-------- Source text --------
Other officials described interactions with Caputo and Alexander in which the two men “threatened” staff, such as when a CDC official spoke to NPR without the HHS spokesman’s permission in July 2020, the panel said. Caputo “wanted to terminate the CDC official who set up the interview,” McGowan and Campbell’s lawyer wrote to the panel.

Caputo declined a request for comment. Alexander did not immediately respond to a request for comment.

Redfield said he repeatedly told Caputo that Alexander should stop his barrage of emails to staffers demanding changes to CDC publications and accusing them of working to undermine Trump. “I advocated to Caputo, probably around [late June], that he should get rid of this guy. He’s not helpful,” Redfield told the panel.

But Alexander’s messages continued until mid-September 2020, when his emails leaked to the press and Caputo subsequently accused CDC scientists of sedition in a Facebook Live video. Caputo took a medical leave on Sept. 16, and Alexander left the agency the same day.
-------- Extracted entries --------
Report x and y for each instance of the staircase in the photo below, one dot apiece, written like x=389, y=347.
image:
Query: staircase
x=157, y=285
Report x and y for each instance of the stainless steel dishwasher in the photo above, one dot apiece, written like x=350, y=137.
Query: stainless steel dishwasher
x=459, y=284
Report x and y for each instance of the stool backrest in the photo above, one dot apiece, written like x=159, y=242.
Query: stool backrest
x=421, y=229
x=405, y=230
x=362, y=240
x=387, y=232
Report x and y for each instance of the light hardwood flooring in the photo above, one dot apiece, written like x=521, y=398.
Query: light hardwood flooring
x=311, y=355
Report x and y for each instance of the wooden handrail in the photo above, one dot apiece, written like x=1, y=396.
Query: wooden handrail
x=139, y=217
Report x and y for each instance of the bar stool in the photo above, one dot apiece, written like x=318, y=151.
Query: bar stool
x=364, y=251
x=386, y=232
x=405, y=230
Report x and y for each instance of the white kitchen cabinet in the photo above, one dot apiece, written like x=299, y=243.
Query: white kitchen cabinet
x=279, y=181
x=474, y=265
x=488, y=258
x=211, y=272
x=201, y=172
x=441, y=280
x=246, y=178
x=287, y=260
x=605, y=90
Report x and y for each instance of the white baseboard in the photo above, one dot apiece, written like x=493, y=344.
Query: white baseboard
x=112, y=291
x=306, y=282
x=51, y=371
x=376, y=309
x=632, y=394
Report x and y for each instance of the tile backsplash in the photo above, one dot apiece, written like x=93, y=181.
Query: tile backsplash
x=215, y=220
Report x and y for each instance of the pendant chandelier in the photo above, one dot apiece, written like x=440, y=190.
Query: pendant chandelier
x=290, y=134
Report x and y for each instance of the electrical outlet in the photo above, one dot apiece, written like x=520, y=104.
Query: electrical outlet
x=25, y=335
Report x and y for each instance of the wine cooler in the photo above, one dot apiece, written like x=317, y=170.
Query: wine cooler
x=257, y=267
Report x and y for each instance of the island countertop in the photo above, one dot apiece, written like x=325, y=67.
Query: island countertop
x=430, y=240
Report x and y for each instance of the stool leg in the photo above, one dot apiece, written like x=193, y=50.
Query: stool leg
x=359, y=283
--------
-------- Extracted entries --------
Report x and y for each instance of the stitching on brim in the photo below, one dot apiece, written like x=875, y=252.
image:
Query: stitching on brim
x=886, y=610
--------
Work to complete =
A - In the text about the CDC and HHS officials, rewrite the paragraph beginning "Redfield said he repeatedly told Caputo" as a short bulleted list that keeps its main facts.
B - According to the text about the CDC and HHS officials, on what date did Caputo go on medical leave?
C - Continue the text about the CDC and HHS officials with the next paragraph or two.

Answers given =
A -
- Redfield repeatedly told Caputo that Alexander should stop his flood of emails to staffers.
- Those emails demanded changes to CDC publications and accused staff of working to undermine Trump.
- Redfield told the panel that around late June he urged Caputo to get rid of Alexander, calling him "not helpful."

B - Sept. 16 (2020)

C -
Redfield also said he clashed with the White House and Florida politicians about his plan to reissue a “no-sail order” that would keep the nation’s cruise ships in dock, given evidence that the coronavirus could rapidly spread aboard the vessels and sicken and potentially kill vulnerable passengers.

“I was signing it . . . [even] if that meant that I was resigning or being fired as CDC director,” Redfield told the panel. He said he was eventually able to reach a compromise in October 2020 that kept the ships in dock until the cruise industry instituted more safety precautions.